══ READING TEXT
Towards the liberalization of telecommunications in Germany and Europe

The growth of the Internet in Germany is best understood against the backdrop of the controversy in Europe over protocols. Scientific networking began in Europe in 1984, when EARN was established as a sister network of BITNET. As EARN was based on proprietary technology from IBM, European politicians created national networking organizations for implementing open networks based on ISO-OSI protocols. These national organizations, such as the German Research Network (DFN), were coordinated by a European umbrella organization, RARE; and EU programs set about developing OSI-conformant services. But with no network to test on and OSI standards that were complex and often preliminary, developers showed little interest. The first OSI-conformant X.25 networks were too expensive for scientific users; and RARE's IXI was plagued with technical problems. In 1989, then, DFN got the Deutsche Bundespost (Telekom) to provide WiN, a private X.25 network for scientific computing in Germany, at flat, affordable rates.

Meanwhile EUnet, a private company, began offering services based on TCP/IP, which was simpler than OSI, vendor-independent, and a big success in America. In 1989, IBM asked GMD to set up a TCP/IP-based network for its European Supercomputer Initiative (EASInet). By then, the tide had already begun to turn, as official national networking organizations increasingly defected to TCP/IP. In 1991, EBONE, a consortium of official and unofficial organizations, built an academic network based on TCP/IP. Then EBONE, in turn, was eclipsed by the official organizations' DANTE, whose EuropaNET, supported by the EU, provided TCP/IP services (as well as OSI X.400 and EARN services) at attractive prices. More and more commercial companies in Europe began using the Internet. The Bangemann Report showed that the political establishment in Europe and Germany was ready to accept the Internet as an important part of future information highways; and in June 1994, the European Union moved to work TCP/IP into its procurement policies (Birkenbihl 1994).

Currently, there are four main Internet service providers with international links in Germany. The most important is DFN, which provides access to WiN. DFN members can connect at 9.6 kbps, 64 kbps, or 1.92 Mbps; a 34-Mbps ATM-based network called High-Speed WiN is planned for the end of 1995. They can connect to the rest of Europe over a 1.92-Mbps link to DANTE; and to the United States over a T1 link (1.55 Mbps) to ESnet.
════
══ RECORDS PROVIDED
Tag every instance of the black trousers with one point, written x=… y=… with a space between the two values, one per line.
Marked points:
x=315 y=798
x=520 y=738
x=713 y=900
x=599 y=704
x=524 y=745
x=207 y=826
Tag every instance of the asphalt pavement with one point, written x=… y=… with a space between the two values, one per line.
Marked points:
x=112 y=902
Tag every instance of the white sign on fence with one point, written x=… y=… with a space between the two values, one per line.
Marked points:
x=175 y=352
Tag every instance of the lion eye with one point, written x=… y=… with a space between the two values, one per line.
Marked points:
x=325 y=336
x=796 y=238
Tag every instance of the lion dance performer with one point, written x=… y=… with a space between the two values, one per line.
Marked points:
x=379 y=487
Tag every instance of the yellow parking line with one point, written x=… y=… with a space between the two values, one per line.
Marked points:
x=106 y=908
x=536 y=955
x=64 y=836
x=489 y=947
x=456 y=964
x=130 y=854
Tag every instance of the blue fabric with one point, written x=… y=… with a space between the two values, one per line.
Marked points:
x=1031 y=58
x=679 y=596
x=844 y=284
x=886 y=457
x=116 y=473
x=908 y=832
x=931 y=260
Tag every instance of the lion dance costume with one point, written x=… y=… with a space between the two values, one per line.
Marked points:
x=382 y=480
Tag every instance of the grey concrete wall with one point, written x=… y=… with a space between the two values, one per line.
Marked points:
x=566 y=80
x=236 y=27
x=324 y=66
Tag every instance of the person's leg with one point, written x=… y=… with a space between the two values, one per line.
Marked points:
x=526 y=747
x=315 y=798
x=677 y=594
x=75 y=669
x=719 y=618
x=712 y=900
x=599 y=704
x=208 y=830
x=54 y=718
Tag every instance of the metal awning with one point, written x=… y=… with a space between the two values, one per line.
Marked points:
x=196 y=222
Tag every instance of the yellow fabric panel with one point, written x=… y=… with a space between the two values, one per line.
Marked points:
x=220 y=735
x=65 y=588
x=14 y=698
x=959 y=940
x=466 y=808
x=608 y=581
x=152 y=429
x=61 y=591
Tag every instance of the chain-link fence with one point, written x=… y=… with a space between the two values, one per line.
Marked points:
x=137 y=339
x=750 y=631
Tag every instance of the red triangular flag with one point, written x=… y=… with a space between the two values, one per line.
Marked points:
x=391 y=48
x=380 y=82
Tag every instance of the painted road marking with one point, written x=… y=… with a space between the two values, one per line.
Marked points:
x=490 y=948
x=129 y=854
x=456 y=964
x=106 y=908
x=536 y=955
════
**GOAL OF THE EXERCISE:**
Answer these questions from the text on telecommunications in Germany and Europe above:
(a) In what year was EARN established?
(b) Which organization did IBM ask in 1989 to set up a TCP/IP-based network for EASInet?
(c) What is the speed of the link that connects DFN members to DANTE?

**SOLUTION FOR THIS PROBLEM:**
(a) 1984
(b) GMD
(c) 1.92 Mbps